• **Tasks to complete**:
1. Rewrite the paragraph of the bakery article that begins "The Napple -- particularly the alliterative Apple Napple" as a short bulleted list that keeps its main facts.
2. Pick up the bakery article after its final sentence and carry it on.

• **Passage given**:
* * *

HAWAII'S BIG-TIME BAKERIES
THE Napple room is kept at 50 to 55 degrees. Chilly for humans, but better for butter.
The Napple is the apple
of Napoleons eye
Second in a series
Your Favorite Bakery
By Betty Shimabukuro
Butter is all-important to this famous dessert and is what makes a Napple a Napple -- many moons removed from an ordinary turnover.
In the normal world of turnovers, you have your fried pie (remember the McDonald's Apple Pie?) and your pie-crust turnover. At Napoleon's Bakery, it's a classic puff-pastry dough that makes the Napple such a buttery, flaky favorite.
The Napple -- particularly the alliterative Apple Napple -- is Napoleon's claim to fame. The chain's 22 stores sell 100,000 of the 99-cent Napples a month, half of those being apple, the others divided among coconut, cherry, chocolate and occasional specials such as blueberry-cream cheese.
Jan Tsukazaki, manager of Napoleon's bakery plant in Waipio Gentry, developed the Napple recipe along with head baker Eddie Kaneshiro shortly after the bakery first opened as an adjunct of the Zippy's chain in 1983.
Founded: 1983 by Zippy's owners Francis and Charles Higa
How to identify your Napple: An Apple Napple has a single decorative cut in the crust, coconut has two, cherry has three. Special flavors are baked in rectangles instead of triangles; chocolate is rectangular with a chocolate glaze.
Product that didn't make it: Chocolate bread. "Nobody knew what to do with it. It wasn't for dinner, it wasn't for breakfast, it wasn't sweet," says Jan Tsukazaki, bakery plant manager. "It bombed."
Their aim was a unique pastry that would put the new bakery on the map. "We wanted to make something really good that no one had been making before."
This did not involve reinventing the wheel, just fine-tuning a classic.
Puff pastry is made by folding butter between layers of dough. "When it bakes, the butter causes the layers of dough to flake up," Tsukazaki says.

* * *

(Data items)
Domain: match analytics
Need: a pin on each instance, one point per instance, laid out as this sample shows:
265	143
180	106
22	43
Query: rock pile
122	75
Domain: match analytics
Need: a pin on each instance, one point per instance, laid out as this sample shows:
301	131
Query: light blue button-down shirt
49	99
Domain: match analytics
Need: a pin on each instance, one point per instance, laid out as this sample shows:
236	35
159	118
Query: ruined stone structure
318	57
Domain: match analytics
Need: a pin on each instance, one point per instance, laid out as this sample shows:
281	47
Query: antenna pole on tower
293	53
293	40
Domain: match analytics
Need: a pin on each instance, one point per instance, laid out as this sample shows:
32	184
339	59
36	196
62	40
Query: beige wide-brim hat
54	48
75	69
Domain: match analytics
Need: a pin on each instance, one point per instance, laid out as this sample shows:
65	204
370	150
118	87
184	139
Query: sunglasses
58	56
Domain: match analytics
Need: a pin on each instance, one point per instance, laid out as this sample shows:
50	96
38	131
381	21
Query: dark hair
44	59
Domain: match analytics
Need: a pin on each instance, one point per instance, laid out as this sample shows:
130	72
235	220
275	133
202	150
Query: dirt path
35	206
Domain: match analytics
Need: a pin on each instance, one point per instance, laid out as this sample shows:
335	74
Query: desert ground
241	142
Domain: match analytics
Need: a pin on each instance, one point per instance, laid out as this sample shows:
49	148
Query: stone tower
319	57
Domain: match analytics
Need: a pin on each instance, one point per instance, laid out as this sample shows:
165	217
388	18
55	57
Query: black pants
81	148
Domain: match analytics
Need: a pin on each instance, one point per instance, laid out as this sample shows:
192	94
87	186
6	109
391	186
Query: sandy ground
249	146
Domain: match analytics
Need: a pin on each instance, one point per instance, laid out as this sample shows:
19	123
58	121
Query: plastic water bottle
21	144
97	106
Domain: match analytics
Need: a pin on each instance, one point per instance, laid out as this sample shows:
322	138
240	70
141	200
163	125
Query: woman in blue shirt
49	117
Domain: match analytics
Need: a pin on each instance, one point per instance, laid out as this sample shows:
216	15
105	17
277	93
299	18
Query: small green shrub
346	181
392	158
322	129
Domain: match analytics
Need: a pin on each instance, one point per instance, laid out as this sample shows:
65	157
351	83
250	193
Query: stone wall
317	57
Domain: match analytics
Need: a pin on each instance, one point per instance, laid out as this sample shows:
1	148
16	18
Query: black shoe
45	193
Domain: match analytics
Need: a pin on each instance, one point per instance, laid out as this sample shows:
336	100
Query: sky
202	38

* * *

• **Answer list**:
1.
- The Napple, especially the Apple Napple, is what Napoleon's is best known for.
- The chain's 22 stores sell 100,000 Napples a month at 99 cents each.
- Half of those sold are apple.
- The rest are coconut, cherry, chocolate and occasional specials such as blueberry-cream cheese.

2.
The filling, in the case of Apple Napples, is a commercial apple-pie filling, she says. "We doctor it up."
Production began with three people making about 300 Napples a day, just apple and coconut. "We were actually cutting the dough with a yardstick and a pizza cutter."
But it was an immediate hit, Tsukazaki remembers. "In the beginning our stores couldn't keep up. People were waiting in line for them to come out of the oven."
Today's production line consists of 10 people who make more than 5,000 Napples per workday.
The process has been partially mechanized since the second year, Tsukazaki says, but the butter is still pressed into the dough by hand, and individual turnovers are still filled, folded and sealed by hand. Some procedures just couldn't be automated without changing the recipe, she says.
The No. 2 product at Napoleon's is its family of cakes, but unlike the bakery's special touch with turnovers, its approach with cakes was slower to take off.
Napoleon's was possibly the first local bakery to put out cakes in the round, instead of the usual square shape, Tsukazaki says. Seems like a pretty minor thing in hindsight, but at the time, customers were confused.
They were actually calling, asking how to cut the cake. "It was difficult for people to accept the shape, I don't know why."
Our series, "Hawaii's Big-Time Bakeries," focuses on large-scale outlets, but we know there are lots of smaller, neighborhood bakeries throughout the islands known for particular pastries and treats. Tell us about your favorite and we'll compile the results in a guide to bakeries that will close out our August series.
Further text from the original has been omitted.